• EXERCISE PROMPT: Beginning with the line containing "In the photograph above, where can the pink flower" and ending with the last line of the records, set down every line exactly.
━━━━━ INPUT FOR THIS TASK
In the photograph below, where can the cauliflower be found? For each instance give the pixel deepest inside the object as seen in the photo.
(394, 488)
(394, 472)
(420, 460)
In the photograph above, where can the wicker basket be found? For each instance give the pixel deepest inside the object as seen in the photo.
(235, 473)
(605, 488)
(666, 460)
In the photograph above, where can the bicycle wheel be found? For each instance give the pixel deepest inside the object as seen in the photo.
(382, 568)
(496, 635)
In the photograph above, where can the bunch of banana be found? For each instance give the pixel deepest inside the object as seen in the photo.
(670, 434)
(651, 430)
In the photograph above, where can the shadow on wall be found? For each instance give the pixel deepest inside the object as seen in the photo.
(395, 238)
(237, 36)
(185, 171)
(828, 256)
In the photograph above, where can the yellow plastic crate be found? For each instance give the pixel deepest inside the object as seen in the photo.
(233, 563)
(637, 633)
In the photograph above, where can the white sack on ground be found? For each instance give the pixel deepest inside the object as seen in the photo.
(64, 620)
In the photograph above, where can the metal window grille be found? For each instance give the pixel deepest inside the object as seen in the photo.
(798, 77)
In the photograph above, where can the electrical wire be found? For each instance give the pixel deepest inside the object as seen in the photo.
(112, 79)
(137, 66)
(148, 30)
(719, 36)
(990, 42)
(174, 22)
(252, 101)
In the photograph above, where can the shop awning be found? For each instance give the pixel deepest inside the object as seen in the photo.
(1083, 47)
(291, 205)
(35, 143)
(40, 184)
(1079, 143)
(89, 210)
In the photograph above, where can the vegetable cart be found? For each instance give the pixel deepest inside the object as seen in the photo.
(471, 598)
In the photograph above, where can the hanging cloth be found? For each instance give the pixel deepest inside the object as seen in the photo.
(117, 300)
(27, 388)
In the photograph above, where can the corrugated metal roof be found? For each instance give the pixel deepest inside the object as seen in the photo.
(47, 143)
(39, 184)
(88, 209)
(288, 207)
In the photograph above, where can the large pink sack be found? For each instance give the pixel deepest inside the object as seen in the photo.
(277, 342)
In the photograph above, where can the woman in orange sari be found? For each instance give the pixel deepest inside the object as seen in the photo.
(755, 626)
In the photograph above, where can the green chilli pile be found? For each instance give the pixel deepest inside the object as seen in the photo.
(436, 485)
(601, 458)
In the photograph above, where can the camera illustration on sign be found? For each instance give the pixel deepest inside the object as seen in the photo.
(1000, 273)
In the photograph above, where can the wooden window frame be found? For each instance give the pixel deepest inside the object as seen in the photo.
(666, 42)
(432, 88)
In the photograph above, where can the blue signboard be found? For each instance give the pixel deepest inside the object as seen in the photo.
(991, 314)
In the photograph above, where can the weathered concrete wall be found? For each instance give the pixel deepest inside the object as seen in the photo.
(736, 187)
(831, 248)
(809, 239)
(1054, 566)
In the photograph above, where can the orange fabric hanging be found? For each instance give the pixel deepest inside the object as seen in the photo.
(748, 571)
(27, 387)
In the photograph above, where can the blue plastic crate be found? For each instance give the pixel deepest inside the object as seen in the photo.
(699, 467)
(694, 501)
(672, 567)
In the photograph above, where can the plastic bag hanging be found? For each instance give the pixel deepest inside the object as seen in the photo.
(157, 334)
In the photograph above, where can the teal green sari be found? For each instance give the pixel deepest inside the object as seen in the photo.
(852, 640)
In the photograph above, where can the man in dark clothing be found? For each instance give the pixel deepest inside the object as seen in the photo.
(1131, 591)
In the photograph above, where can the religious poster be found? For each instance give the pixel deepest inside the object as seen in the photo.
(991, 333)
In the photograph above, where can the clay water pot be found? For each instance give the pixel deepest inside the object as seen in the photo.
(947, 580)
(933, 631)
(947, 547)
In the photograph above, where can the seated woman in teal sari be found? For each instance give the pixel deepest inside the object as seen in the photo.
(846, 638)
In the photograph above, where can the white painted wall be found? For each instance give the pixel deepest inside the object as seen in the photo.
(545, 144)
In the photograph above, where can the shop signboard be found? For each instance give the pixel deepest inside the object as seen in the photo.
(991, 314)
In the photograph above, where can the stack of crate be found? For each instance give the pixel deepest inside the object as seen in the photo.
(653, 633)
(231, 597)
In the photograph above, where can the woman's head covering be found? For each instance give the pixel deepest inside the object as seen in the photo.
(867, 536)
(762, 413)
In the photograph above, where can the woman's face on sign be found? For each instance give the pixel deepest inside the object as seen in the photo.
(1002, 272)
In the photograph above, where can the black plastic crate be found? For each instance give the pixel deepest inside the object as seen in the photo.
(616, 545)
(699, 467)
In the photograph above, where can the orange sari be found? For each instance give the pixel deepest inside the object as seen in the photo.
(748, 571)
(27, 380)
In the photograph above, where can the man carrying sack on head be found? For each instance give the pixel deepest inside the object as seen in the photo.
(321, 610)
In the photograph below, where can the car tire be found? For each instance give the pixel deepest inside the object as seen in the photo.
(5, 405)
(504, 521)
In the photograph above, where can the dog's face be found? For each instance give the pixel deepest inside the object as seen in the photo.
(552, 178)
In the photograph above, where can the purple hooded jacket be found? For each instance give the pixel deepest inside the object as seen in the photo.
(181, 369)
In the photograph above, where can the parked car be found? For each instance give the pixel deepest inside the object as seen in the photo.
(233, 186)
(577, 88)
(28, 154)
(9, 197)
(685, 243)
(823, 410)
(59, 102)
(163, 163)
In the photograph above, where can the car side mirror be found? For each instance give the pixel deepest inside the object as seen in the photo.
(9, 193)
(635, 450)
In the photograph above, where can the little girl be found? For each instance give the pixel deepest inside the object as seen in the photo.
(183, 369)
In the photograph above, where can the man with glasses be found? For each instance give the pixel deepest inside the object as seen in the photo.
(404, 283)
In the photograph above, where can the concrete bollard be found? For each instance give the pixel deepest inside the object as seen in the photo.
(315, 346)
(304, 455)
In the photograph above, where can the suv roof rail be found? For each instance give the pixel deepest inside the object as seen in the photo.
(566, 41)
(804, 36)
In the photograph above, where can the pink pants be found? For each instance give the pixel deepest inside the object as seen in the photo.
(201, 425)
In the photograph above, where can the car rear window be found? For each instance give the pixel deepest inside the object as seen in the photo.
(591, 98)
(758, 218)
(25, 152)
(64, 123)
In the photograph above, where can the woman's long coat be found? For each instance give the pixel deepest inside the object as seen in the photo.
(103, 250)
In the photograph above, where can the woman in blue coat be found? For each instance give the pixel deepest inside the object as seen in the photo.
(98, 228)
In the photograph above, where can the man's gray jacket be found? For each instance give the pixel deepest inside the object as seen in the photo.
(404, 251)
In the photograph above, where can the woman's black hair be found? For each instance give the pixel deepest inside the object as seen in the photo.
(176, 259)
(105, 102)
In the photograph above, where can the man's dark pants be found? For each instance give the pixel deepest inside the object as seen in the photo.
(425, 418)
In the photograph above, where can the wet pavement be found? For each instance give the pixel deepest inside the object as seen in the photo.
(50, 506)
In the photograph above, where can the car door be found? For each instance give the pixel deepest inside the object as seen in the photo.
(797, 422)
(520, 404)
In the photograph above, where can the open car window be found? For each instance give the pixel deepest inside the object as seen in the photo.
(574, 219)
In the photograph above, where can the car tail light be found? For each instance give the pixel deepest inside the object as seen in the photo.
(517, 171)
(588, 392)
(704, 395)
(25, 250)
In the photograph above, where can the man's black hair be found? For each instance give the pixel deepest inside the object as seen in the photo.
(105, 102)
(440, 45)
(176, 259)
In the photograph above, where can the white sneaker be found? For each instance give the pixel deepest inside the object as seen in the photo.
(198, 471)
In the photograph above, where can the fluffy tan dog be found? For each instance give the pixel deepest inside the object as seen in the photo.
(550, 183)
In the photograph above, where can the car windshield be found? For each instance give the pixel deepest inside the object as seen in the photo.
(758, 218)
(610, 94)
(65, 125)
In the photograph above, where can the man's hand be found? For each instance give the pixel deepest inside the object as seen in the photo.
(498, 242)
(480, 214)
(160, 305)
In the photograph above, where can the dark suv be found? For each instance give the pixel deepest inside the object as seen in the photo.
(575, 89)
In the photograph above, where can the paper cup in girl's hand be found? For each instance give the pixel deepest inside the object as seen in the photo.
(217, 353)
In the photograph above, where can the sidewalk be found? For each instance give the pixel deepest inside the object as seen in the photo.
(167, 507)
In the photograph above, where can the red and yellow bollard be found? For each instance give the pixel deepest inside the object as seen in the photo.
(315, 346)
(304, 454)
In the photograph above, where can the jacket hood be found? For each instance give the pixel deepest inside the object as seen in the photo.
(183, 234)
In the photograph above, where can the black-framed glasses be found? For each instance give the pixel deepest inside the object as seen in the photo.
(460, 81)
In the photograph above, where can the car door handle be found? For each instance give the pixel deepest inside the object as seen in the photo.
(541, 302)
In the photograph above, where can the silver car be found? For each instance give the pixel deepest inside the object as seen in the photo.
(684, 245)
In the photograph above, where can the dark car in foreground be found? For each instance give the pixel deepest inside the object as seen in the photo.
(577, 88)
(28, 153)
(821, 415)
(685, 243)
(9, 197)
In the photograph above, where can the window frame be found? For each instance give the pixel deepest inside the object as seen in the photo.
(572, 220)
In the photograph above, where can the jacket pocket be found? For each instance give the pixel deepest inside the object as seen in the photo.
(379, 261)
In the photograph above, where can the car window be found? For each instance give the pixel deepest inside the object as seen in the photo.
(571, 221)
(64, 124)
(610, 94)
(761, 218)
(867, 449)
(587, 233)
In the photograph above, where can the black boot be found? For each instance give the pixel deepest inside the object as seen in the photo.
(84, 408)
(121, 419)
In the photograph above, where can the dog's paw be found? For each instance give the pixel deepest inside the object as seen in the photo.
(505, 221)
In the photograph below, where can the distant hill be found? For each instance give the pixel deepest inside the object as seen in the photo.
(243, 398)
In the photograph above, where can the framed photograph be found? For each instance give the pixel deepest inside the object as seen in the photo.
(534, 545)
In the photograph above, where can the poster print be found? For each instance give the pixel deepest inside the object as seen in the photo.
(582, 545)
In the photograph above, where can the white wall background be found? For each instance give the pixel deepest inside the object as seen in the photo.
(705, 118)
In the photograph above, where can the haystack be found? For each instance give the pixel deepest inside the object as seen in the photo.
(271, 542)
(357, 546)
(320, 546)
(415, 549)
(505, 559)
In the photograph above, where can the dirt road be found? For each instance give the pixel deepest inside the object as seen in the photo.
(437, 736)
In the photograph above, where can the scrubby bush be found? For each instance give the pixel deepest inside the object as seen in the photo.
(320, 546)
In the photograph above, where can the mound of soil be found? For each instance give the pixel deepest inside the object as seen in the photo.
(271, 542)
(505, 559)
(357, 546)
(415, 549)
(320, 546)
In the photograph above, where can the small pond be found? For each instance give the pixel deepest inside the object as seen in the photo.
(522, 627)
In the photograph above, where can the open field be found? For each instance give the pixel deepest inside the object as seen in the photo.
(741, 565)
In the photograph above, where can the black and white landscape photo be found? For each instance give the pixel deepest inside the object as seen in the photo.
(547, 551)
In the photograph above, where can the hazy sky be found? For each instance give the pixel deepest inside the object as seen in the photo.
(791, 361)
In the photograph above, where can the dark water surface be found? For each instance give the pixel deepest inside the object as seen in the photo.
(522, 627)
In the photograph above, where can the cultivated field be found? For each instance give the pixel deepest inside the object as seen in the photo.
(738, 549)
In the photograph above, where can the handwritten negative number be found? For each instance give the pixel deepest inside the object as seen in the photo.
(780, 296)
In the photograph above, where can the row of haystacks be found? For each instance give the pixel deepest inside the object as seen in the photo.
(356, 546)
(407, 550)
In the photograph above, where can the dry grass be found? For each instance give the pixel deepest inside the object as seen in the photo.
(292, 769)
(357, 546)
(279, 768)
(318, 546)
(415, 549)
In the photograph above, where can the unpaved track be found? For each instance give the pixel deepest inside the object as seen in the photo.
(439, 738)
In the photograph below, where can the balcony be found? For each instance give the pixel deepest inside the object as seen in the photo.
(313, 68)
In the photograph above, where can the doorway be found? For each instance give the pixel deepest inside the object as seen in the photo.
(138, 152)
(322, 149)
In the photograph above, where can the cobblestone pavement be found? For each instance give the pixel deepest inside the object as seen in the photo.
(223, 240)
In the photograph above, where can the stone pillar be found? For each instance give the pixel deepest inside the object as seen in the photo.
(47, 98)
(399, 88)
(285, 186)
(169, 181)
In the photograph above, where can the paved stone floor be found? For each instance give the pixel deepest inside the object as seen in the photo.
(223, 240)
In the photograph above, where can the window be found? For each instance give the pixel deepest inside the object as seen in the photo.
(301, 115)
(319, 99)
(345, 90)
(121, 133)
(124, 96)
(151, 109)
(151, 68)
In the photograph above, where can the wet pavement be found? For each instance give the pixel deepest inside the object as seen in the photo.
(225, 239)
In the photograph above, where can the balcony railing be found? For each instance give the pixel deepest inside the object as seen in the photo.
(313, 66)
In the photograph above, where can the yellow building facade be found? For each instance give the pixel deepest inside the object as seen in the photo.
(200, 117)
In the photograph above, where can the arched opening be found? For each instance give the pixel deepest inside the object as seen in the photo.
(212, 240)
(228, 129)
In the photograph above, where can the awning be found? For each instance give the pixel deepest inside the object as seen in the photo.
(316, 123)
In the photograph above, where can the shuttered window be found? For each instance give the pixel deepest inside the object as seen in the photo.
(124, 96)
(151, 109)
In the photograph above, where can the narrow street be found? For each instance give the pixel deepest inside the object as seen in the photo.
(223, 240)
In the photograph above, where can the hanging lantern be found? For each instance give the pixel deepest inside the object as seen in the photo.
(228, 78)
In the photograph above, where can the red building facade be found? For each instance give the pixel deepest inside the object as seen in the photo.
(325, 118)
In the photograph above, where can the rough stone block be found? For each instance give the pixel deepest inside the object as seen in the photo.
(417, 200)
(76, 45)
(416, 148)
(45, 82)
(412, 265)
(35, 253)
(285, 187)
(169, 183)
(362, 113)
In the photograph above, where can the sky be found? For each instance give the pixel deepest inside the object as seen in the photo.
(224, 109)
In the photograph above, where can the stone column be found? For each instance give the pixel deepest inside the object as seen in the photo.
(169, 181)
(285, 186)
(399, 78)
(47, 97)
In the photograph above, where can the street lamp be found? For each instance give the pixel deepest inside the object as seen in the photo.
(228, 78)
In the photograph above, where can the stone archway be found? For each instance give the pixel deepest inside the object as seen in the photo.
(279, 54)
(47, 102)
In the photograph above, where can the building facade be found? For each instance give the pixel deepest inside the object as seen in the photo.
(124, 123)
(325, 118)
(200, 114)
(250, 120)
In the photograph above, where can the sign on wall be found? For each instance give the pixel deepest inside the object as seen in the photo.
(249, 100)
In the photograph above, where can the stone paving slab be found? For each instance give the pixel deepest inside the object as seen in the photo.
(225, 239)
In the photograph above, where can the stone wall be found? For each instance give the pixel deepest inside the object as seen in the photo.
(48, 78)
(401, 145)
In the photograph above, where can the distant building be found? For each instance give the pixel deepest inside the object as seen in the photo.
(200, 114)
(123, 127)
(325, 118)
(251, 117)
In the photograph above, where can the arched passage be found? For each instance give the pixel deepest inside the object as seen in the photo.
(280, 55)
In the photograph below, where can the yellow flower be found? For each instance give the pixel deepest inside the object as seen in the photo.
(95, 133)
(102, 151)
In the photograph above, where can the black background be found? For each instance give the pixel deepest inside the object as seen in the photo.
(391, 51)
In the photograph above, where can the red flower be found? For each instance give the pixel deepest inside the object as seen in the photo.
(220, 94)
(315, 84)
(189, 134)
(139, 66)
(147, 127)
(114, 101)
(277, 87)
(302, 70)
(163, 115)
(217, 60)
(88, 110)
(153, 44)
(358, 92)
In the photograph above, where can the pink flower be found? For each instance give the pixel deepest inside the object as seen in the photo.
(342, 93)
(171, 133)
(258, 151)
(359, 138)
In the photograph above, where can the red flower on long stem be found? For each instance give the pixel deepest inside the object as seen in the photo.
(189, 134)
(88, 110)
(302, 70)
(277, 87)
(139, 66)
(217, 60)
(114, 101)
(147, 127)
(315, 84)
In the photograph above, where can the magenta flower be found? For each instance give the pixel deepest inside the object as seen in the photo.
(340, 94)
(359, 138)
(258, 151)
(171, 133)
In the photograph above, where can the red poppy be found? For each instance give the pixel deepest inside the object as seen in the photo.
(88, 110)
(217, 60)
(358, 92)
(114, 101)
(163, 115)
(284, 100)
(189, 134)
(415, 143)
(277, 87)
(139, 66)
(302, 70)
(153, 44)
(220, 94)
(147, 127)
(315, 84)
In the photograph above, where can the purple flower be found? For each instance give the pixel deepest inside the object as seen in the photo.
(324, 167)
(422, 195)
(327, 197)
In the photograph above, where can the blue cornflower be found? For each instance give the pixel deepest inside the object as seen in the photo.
━━━━━━━━━━
• TASK RESULT:
In the photograph above, where can the pink flower be found? For each instance give the pixel deepest inside the object as seen in the photo.
(342, 93)
(171, 133)
(258, 151)
(359, 138)
In the photograph above, where can the red flower on long stem be found? For each instance give the pixel deepest inside the object as seen in the photo.
(189, 134)
(88, 110)
(302, 70)
(277, 87)
(139, 66)
(217, 60)
(114, 101)
(147, 127)
(315, 84)
In the photograph above, where can the magenta flower be found? For each instance give the pixel deepest inside the object as seen in the photo.
(340, 94)
(359, 138)
(258, 151)
(171, 133)
In the photograph above, where can the red poppy be found? For each instance give the pixel deepest inside the object as seen in the photo.
(88, 110)
(217, 60)
(358, 92)
(114, 101)
(163, 115)
(284, 100)
(189, 134)
(415, 143)
(277, 87)
(139, 66)
(302, 70)
(153, 44)
(220, 94)
(147, 127)
(315, 84)
In the photograph above, where can the purple flower be found? For each instance give the pixel deepest inside the object as seen in the photo.
(324, 167)
(422, 195)
(327, 197)
In the photograph above, where can the blue cornflower be found? For each instance give the pixel deepest inside the object as seen in the photo.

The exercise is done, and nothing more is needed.